--- Available data Enclosed Below ---

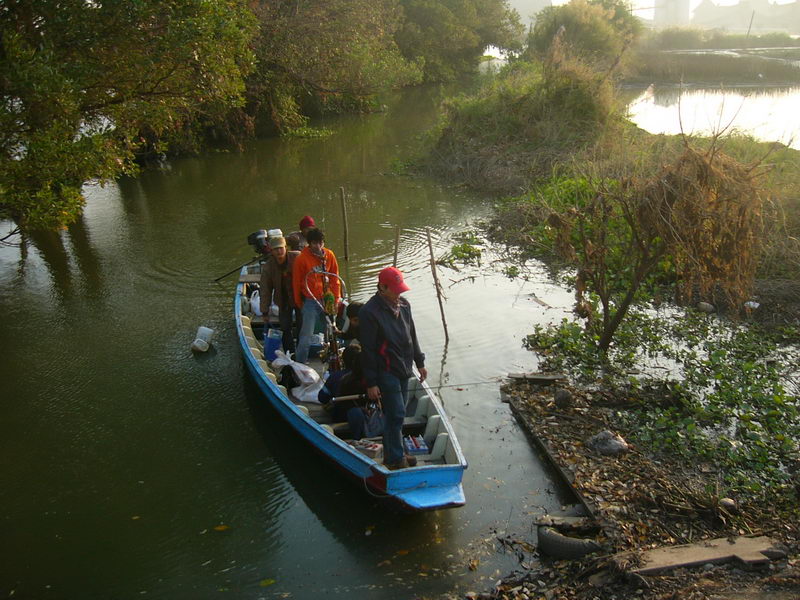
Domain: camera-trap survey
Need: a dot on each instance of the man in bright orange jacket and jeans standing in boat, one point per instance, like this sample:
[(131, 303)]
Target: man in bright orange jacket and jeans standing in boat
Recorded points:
[(325, 290)]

--- End of Enclosed Available data ---

Action item -
With the pictures stripped out, return each record word for word.

Expected answer -
Domain: camera-trap survey
Need: a dot on each instance of the man in bright orange jacket and jeans standing in boat, one point per instance, like this sample:
[(131, 303)]
Target: man in bright orange jacket and jeans standing in boat
Recorded points:
[(325, 290)]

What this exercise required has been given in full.